TEXTO FORNECIDO
*-*-*
Crise económica e social que levou a natalidade para mínimos históricos

É uma crise que se vai sentir durante décadas e que se agravou de forma preocupante nos últimos três anos, com os problemas económicos, a chegada da troika e a austeridade: a demográfica. O País tem um problema de população, ou falta dela, que desafia as previsões mais pessimistas feitas há apenas cinco ou dez anos. Em 2011, nasceram 96 mil bebés – já abaixo da barreira dos cem mil – e, depois de dois anos de enorme queda, 2013 terá fechado com cerca de 82 mil nascimentos, o número mais baixo desde que há registos. O saldo natural é negativo desde 2009, com mais pessoas a morrer do que a nascer, mas desde 2011 é agravado por um saldo migratório em défice. Ninguém previu anos consecutivos com mais de cem mil saídas, muito mais do que as entradas.
O último relatório do Observatório das Famílias e das Políticas de Família, publicado em dezembro, explica que a redução dos nascimentos “poderá traduzir o peso que a crise económica está a ter na natalidade, através de uma combinação de adiamento da parentalidade, emigração de população em idade reprodutiva e retorno dos imigrantes aos seus países”.
O que mudou desde 2011 nos apoios às famílias? O relatório nota que se manteve a tendência de cortes iniciados em 2010 no que “diz respeito à despesa do Estado com as prestações sociais que paga às famílias”. Embora a despesa da Segurança Social tenha subido, o aumento foi empurrado pelo desemprego, já que as outras prestações sociais desceram. Um exemplo: entre o final de 2011 e o final de 2013, cerca de 186 mil crianças e jovens perderam direito ao abono de família. Também o rendimento social de inserção ( RSI) passou de 448 mil para 231 mil beneficiários. Além disso, houve um corte nos montantes. O Observatório dá o exemplo de um agregado familiar composto por uma grávida, o seu companheiro e uma criança. Em 2010, esta família receberia de RSI um máximo de 416,94 euros e em 2013 recebe 320,66.
Dois exemplos de uma tendência que foi visível em quase todos os apoios económicos dados às famílias, salienta o documento, numa altura difícil. O número de pessoas apoiadas pelos Bancos Alimentares, por exemplo, passou de 341 mil para 389 mil de 2011 para 2012. No ano passado, as famílias passaram a liderar o número de insolvências, superando as empresas. A grande resposta do Governo, neste capítulo, concentrou- se no Plano de Emergência Social.
*-*-*
DADOS DE ENTRADA

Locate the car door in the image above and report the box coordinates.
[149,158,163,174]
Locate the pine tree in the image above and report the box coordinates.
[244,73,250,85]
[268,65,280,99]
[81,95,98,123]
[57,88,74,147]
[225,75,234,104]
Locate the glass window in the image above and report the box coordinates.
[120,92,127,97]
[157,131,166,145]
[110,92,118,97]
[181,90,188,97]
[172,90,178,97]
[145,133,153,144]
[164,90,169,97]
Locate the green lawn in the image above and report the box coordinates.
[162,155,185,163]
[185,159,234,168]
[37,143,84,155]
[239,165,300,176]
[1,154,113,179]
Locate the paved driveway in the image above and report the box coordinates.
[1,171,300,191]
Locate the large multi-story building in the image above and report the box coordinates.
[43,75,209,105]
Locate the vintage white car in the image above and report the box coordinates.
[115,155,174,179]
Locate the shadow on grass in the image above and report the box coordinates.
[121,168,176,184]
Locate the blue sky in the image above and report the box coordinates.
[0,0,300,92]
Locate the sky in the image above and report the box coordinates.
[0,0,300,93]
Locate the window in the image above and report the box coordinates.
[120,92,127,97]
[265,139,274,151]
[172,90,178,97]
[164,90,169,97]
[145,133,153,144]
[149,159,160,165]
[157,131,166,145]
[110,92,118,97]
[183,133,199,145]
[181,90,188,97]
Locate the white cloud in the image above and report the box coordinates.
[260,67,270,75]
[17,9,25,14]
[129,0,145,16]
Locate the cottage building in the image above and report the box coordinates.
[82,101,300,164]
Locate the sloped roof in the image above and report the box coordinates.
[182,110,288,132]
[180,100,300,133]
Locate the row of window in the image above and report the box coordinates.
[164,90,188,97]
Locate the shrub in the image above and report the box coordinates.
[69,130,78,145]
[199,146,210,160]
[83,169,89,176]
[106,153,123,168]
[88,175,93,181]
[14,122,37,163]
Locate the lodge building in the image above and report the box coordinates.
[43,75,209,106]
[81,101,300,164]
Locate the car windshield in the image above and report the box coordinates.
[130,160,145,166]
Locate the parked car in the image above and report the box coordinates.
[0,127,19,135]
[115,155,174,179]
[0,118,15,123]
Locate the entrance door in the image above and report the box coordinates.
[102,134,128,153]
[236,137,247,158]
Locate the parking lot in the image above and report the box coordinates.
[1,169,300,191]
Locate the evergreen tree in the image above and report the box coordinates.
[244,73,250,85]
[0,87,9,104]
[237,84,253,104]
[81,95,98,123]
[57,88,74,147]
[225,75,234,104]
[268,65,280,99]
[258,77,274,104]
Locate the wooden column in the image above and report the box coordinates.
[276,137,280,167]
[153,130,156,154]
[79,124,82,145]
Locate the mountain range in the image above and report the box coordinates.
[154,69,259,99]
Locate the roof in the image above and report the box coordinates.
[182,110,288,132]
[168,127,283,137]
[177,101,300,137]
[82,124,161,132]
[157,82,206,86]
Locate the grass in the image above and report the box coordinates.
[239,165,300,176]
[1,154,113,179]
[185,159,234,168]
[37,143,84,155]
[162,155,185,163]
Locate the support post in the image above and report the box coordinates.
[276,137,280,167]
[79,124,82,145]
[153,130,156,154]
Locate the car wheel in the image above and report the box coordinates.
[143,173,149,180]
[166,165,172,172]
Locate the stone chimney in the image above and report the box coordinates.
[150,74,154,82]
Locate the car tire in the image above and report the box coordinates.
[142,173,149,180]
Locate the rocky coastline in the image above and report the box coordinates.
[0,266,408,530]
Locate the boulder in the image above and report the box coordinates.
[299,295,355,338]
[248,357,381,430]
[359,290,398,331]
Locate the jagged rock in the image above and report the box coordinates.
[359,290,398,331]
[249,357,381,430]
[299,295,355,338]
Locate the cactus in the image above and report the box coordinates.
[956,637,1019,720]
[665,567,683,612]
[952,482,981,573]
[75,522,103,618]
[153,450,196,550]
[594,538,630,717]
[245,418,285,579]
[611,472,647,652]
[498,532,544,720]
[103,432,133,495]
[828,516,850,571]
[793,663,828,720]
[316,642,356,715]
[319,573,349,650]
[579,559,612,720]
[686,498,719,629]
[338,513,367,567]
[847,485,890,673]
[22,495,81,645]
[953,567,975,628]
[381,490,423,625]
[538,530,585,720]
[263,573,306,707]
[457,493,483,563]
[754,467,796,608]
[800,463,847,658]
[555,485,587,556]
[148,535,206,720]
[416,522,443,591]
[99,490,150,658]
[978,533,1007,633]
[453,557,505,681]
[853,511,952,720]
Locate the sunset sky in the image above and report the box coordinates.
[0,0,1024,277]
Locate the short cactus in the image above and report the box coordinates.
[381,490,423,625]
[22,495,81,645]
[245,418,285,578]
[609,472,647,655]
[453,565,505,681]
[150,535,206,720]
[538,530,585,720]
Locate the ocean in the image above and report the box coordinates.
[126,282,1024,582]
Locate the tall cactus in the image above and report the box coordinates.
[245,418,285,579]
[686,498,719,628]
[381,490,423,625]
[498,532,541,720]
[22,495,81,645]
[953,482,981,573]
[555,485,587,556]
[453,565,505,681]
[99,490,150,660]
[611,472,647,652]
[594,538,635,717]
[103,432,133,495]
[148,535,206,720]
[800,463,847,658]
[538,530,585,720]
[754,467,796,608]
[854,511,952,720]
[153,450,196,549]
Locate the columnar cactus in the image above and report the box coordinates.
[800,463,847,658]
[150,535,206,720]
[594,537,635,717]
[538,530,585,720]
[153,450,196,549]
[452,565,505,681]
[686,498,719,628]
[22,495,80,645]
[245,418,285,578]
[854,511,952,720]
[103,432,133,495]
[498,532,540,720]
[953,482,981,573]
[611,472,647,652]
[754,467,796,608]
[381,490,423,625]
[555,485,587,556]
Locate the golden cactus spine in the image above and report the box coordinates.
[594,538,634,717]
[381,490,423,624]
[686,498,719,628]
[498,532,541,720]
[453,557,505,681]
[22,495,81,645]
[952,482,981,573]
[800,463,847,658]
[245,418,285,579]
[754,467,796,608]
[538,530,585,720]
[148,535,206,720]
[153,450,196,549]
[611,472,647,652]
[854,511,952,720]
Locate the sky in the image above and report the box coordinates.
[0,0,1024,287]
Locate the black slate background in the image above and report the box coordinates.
*-*-*
TAREFA 1
Resume em duas frases o texto sobre a quebra da natalidade.
TAREFA 2
Transcreve palavra por palavra a parte do texto sobre a quebra da natalidade que fica entre "É uma crise" e "que as entradas.", ambos incluídos.
Os registos não têm nada a ver com o texto.

RESOLUÇÃO 1
Os nascimentos no País caíram para o valor mais baixo desde que há registos, cerca de 82 mil em 2013, e o saldo natural é negativo desde 2009, agravado desde 2011 por um saldo migratório em défice. Segundo o Observatório das Famílias e das Políticas de Família, a crise económica pesa na natalidade, enquanto os apoios do Estado às famílias, como o abono de família e o RSI, continuaram a sofrer cortes.

RESOLUÇÃO 2
É uma crise que se vai sentir durante décadas e que se agravou de forma preocupante nos últimos três anos, com os problemas económicos, a chegada da troika e a austeridade: a demográfica. O País tem um problema de população, ou falta dela, que desafia as previsões mais pessimistas feitas há apenas cinco ou dez anos. Em 2011, nasceram 96 mil bebés – já abaixo da barreira dos cem mil – e, depois de dois anos de enorme queda, 2013 terá fechado com cerca de 82 mil nascimentos, o número mais baixo desde que há registos. O saldo natural é negativo desde 2009, com mais pessoas a morrer do que a nascer, mas desde 2011 é agravado por um saldo migratório em défice. Ninguém previu anos consecutivos com mais de cem mil saídas, muito mais do que as entradas.